[EXERCISE] An exact transcription of every entry is required, with the images left out.
[TASK DATA Boundary: Start]
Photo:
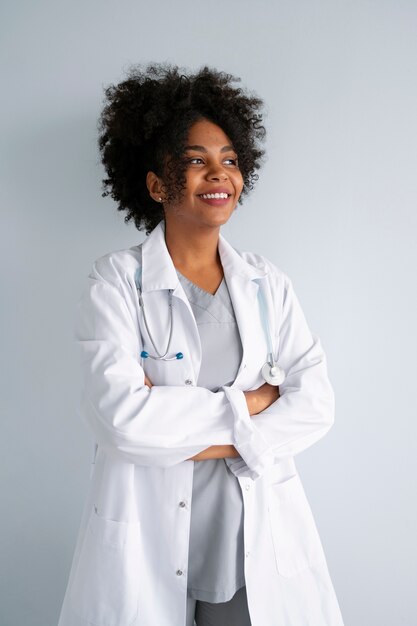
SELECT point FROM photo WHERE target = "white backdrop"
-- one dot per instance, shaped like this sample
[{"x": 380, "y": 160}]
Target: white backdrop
[{"x": 335, "y": 208}]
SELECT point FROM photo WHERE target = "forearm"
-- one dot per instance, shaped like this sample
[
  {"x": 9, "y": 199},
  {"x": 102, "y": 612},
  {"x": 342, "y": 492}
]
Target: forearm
[{"x": 216, "y": 452}]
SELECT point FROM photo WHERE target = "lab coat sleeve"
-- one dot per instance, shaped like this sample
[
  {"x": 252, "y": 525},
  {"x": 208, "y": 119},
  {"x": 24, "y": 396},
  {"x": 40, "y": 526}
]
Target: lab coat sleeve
[
  {"x": 303, "y": 413},
  {"x": 160, "y": 426}
]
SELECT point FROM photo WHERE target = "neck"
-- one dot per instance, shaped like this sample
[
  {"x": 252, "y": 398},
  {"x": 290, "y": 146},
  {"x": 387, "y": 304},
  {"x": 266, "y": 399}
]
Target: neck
[{"x": 192, "y": 250}]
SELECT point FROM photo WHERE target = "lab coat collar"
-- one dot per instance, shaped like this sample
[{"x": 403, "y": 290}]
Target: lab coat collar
[{"x": 158, "y": 270}]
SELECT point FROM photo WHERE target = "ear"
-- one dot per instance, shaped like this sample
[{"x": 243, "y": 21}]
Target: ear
[{"x": 155, "y": 187}]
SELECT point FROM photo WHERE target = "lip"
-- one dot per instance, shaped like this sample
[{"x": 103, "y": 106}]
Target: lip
[
  {"x": 216, "y": 190},
  {"x": 216, "y": 202}
]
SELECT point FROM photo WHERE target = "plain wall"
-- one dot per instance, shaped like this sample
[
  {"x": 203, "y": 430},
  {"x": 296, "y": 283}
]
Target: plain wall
[{"x": 335, "y": 208}]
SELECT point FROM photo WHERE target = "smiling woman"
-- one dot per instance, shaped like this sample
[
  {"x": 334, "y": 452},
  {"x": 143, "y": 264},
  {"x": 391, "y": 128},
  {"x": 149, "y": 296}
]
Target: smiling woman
[{"x": 196, "y": 512}]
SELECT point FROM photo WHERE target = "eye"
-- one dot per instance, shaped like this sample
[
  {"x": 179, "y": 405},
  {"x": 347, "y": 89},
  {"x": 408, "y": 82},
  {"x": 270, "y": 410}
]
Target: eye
[
  {"x": 231, "y": 161},
  {"x": 195, "y": 161}
]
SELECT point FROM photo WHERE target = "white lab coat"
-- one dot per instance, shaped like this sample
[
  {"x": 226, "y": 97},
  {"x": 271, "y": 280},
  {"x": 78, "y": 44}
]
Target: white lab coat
[{"x": 130, "y": 561}]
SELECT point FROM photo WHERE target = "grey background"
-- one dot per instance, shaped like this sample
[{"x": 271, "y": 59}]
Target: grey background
[{"x": 335, "y": 208}]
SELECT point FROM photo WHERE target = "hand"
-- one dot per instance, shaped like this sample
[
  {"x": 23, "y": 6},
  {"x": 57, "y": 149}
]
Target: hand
[
  {"x": 216, "y": 452},
  {"x": 260, "y": 399}
]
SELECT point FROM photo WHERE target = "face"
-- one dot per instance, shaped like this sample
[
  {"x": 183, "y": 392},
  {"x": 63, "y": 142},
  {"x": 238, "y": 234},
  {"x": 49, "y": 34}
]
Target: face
[{"x": 213, "y": 181}]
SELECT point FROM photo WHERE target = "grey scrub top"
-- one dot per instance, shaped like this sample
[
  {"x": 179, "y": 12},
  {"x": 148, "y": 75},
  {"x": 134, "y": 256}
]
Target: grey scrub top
[{"x": 215, "y": 565}]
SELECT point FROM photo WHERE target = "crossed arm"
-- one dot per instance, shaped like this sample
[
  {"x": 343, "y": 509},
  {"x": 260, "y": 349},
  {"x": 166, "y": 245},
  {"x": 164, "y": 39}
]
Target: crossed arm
[{"x": 257, "y": 400}]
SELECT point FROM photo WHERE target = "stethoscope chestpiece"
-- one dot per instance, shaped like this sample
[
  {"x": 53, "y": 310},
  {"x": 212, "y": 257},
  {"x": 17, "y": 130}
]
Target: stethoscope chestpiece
[{"x": 273, "y": 374}]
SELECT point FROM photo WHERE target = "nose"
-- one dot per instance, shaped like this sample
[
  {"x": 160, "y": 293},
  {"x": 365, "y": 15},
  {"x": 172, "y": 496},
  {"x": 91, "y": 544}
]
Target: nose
[{"x": 217, "y": 172}]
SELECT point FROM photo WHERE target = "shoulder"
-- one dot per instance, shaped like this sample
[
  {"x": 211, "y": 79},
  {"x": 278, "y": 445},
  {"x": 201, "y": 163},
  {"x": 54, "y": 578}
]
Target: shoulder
[
  {"x": 276, "y": 275},
  {"x": 118, "y": 266}
]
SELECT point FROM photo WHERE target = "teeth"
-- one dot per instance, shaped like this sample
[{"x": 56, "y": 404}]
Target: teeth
[{"x": 215, "y": 196}]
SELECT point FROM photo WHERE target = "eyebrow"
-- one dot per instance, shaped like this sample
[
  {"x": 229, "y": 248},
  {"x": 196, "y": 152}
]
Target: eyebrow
[{"x": 203, "y": 149}]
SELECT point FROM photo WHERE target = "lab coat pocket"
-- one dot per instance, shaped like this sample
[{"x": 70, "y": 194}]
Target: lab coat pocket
[
  {"x": 295, "y": 537},
  {"x": 105, "y": 588}
]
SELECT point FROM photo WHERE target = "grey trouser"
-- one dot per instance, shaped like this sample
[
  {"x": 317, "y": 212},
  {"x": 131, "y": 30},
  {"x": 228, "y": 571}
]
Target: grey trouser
[{"x": 232, "y": 613}]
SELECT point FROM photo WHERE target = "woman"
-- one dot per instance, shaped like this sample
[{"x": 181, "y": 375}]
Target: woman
[{"x": 195, "y": 510}]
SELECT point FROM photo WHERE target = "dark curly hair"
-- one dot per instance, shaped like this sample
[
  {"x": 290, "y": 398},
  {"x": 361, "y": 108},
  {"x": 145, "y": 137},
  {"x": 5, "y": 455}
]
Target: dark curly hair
[{"x": 146, "y": 118}]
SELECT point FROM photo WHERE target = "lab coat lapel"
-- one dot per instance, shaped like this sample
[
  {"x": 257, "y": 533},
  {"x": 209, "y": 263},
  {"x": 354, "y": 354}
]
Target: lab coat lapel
[
  {"x": 158, "y": 276},
  {"x": 243, "y": 281}
]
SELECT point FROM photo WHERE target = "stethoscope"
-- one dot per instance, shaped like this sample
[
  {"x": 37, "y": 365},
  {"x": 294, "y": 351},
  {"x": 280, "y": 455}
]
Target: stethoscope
[{"x": 271, "y": 372}]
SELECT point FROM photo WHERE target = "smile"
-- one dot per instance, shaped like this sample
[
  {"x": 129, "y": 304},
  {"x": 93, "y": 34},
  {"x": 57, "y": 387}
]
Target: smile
[{"x": 215, "y": 196}]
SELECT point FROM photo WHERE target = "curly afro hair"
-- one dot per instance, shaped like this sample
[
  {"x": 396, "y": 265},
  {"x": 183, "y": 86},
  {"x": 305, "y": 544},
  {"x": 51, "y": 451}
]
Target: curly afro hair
[{"x": 146, "y": 118}]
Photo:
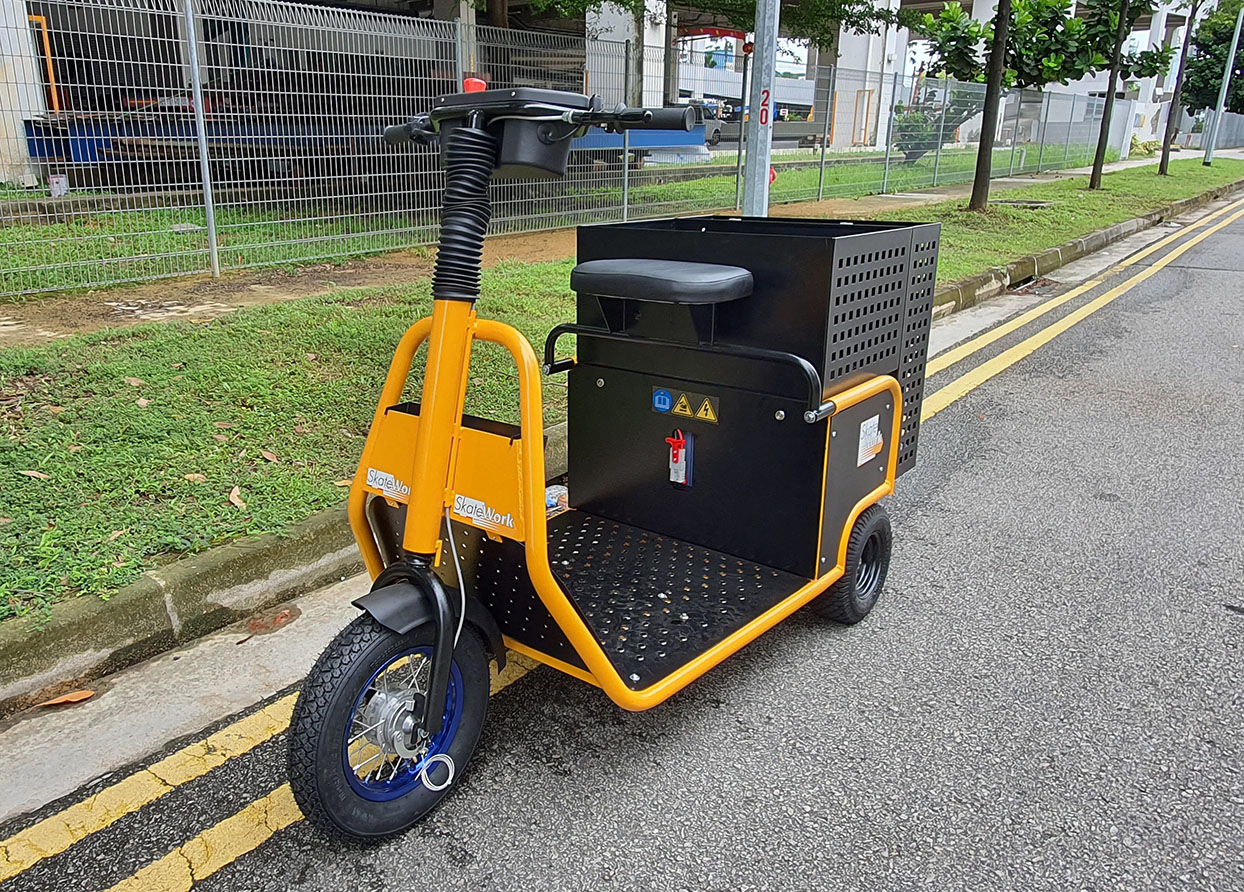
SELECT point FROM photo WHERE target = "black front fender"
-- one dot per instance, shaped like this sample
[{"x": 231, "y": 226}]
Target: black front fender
[{"x": 402, "y": 607}]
[TASK DATA Boundary: End]
[ANSWER TO THE PROBLEM]
Photo:
SELECT point FROM photo WHERE target = "white backdrop"
-- one dot per instance, shaped like this sample
[{"x": 380, "y": 160}]
Target: white backdrop
[{"x": 335, "y": 208}]
SELECT point FROM photo WHERE target = "forearm"
-- one dot per instance, shaped like this sample
[
  {"x": 9, "y": 199},
  {"x": 102, "y": 612},
  {"x": 342, "y": 492}
]
Target: forearm
[{"x": 216, "y": 452}]
SELECT point FROM photo WHERE target = "lab coat sleeve"
-- one dot per instance, shaped like this sample
[
  {"x": 252, "y": 525},
  {"x": 208, "y": 119},
  {"x": 24, "y": 396},
  {"x": 40, "y": 526}
]
Target: lab coat sleeve
[
  {"x": 303, "y": 413},
  {"x": 160, "y": 426}
]
SELECT point FROM photo WHERE target = "neck"
-- one dot per instance, shaped like this sample
[
  {"x": 252, "y": 398},
  {"x": 290, "y": 146},
  {"x": 387, "y": 304},
  {"x": 266, "y": 399}
]
Target: neck
[{"x": 192, "y": 250}]
SELECT point FROM photo WHERE target = "lab coat collar"
-- one dot per instance, shaped like this sample
[{"x": 403, "y": 290}]
Target: lab coat collar
[{"x": 158, "y": 270}]
SELECT point FROM photo WHERE target = "ear"
-- one dot per instance, shaped like this sample
[{"x": 243, "y": 21}]
Target: ear
[{"x": 155, "y": 187}]
SELECT point FROM photo WHERE target = "lip"
-- one dot per instance, shaped like this sample
[{"x": 103, "y": 106}]
Target: lip
[
  {"x": 216, "y": 190},
  {"x": 216, "y": 202}
]
SELECT point FROM photo WHERE target = "plain wall"
-- one dot per instance, shaped like this sample
[
  {"x": 203, "y": 430},
  {"x": 296, "y": 283}
]
Target: plain wall
[{"x": 335, "y": 208}]
SELECT point FROM photo WHERE target = "smiling woman"
-- one dot per instance, shaped like this sample
[
  {"x": 334, "y": 452},
  {"x": 143, "y": 264},
  {"x": 391, "y": 128},
  {"x": 149, "y": 296}
]
Target: smiling woman
[{"x": 196, "y": 512}]
SELECT point FROM photo WHERE target = "eye"
-- one dot per instance, shaped like this sample
[
  {"x": 179, "y": 405},
  {"x": 347, "y": 89},
  {"x": 408, "y": 82},
  {"x": 270, "y": 410}
]
Target: eye
[
  {"x": 231, "y": 161},
  {"x": 195, "y": 161}
]
SELECT point FROM photo WHERE target = "white lab coat"
-- one dot per instance, shaped like this sample
[
  {"x": 226, "y": 97},
  {"x": 271, "y": 280},
  {"x": 78, "y": 44}
]
Target: white lab coat
[{"x": 130, "y": 561}]
SELECT point FROM photo WHERE target = "grey background"
-- one dot per instance, shaped like this sample
[{"x": 271, "y": 59}]
Target: grey background
[{"x": 335, "y": 208}]
SELECT point FROM photo WHERE target = "hand"
-- one dot per instance, shaped like this sample
[
  {"x": 23, "y": 6},
  {"x": 57, "y": 149}
]
Target: hand
[
  {"x": 216, "y": 452},
  {"x": 260, "y": 399}
]
SELECT point FROM photo WHERE target = "face"
-- one dot per instance, shaped like this sample
[
  {"x": 183, "y": 392},
  {"x": 63, "y": 142},
  {"x": 238, "y": 234},
  {"x": 49, "y": 34}
]
Target: face
[{"x": 213, "y": 181}]
SELECT point FROM photo WHERE target = "grey scrub top"
-- one dot per instance, shaped like this sample
[
  {"x": 179, "y": 12},
  {"x": 148, "y": 75},
  {"x": 134, "y": 256}
]
Target: grey scrub top
[{"x": 215, "y": 565}]
SELECT point FROM photo WHERE target = "crossed arm"
-- one dot per instance, shaped like this sample
[
  {"x": 343, "y": 509},
  {"x": 260, "y": 349},
  {"x": 166, "y": 245},
  {"x": 164, "y": 39}
]
Target: crossed arm
[{"x": 257, "y": 400}]
SELECT point FROM photo WHERE target = "stethoscope chestpiece"
-- one dot per instance, shaped like this sample
[
  {"x": 53, "y": 310},
  {"x": 212, "y": 257},
  {"x": 17, "y": 130}
]
Target: stethoscope chestpiece
[{"x": 273, "y": 374}]
SELECT point FROM photo WHERE target = "nose"
-- one dot per instance, shaped like this sample
[
  {"x": 160, "y": 293},
  {"x": 365, "y": 15},
  {"x": 172, "y": 496},
  {"x": 91, "y": 544}
]
Target: nose
[{"x": 217, "y": 172}]
SELECT point FROM photo WHERE target = "shoulder"
-- one dot per instance, shaped like this sample
[
  {"x": 211, "y": 79},
  {"x": 278, "y": 445},
  {"x": 201, "y": 163},
  {"x": 54, "y": 578}
]
Target: shoulder
[
  {"x": 276, "y": 275},
  {"x": 118, "y": 266}
]
SELECT point FROM photo WHERE target = "teeth"
-- one dot per instance, shaped like this sample
[{"x": 56, "y": 404}]
Target: teeth
[{"x": 215, "y": 196}]
SELECT point FROM photo WHERE target = "eyebrow"
-- one dot per instance, shaped like this sample
[
  {"x": 229, "y": 248},
  {"x": 196, "y": 152}
]
Target: eyebrow
[{"x": 203, "y": 149}]
SELECT point FROM photo WHERE target = "lab coat pocket"
-- one dot per instance, shaped like this sample
[{"x": 70, "y": 194}]
Target: lab coat pocket
[
  {"x": 295, "y": 537},
  {"x": 105, "y": 588}
]
SELECT point FROM photo WHERE target = "grey trouser"
-- one dot per instance, shaped like this sample
[
  {"x": 317, "y": 212},
  {"x": 131, "y": 30},
  {"x": 228, "y": 571}
]
Target: grey trouser
[{"x": 232, "y": 613}]
SELECT point FROM photo WHERE target = "woman"
-- one dot per instance, shaped like this sample
[{"x": 181, "y": 375}]
Target: woman
[{"x": 195, "y": 510}]
SELECT point FROM photo WHERE target = "dark curly hair"
-- one dot per instance, shaped like this sample
[
  {"x": 290, "y": 398},
  {"x": 361, "y": 108},
  {"x": 145, "y": 137},
  {"x": 5, "y": 455}
]
Target: dark curly hair
[{"x": 146, "y": 118}]
SELECT point FROM photo WHERE target = "lab coat lapel"
-- one dot per instance, shaped like this sample
[
  {"x": 257, "y": 533},
  {"x": 209, "y": 263},
  {"x": 354, "y": 354}
]
Target: lab coat lapel
[
  {"x": 158, "y": 276},
  {"x": 243, "y": 281}
]
SELECT point FROM photo WHERE target = "stethoscope"
-- one dot per instance, shaped like this sample
[
  {"x": 37, "y": 365},
  {"x": 294, "y": 351},
  {"x": 280, "y": 455}
]
Target: stethoscope
[{"x": 271, "y": 372}]
SELECT point FROM photo WHERE target = "smile"
-- one dot per instance, shaped like this sample
[
  {"x": 129, "y": 304},
  {"x": 93, "y": 34},
  {"x": 57, "y": 387}
]
Target: smile
[{"x": 215, "y": 196}]
SELECT point FROM photo WHERE target = "curly afro hair"
-- one dot per instance, shaped like this sample
[
  {"x": 396, "y": 265},
  {"x": 183, "y": 86},
  {"x": 305, "y": 544},
  {"x": 51, "y": 451}
]
Target: curly afro hair
[{"x": 146, "y": 118}]
Photo:
SELECT point FROM photo WHERE target = "black front fender"
-- one dot per instance, shaped like this sample
[{"x": 231, "y": 226}]
Target: black front fender
[{"x": 402, "y": 607}]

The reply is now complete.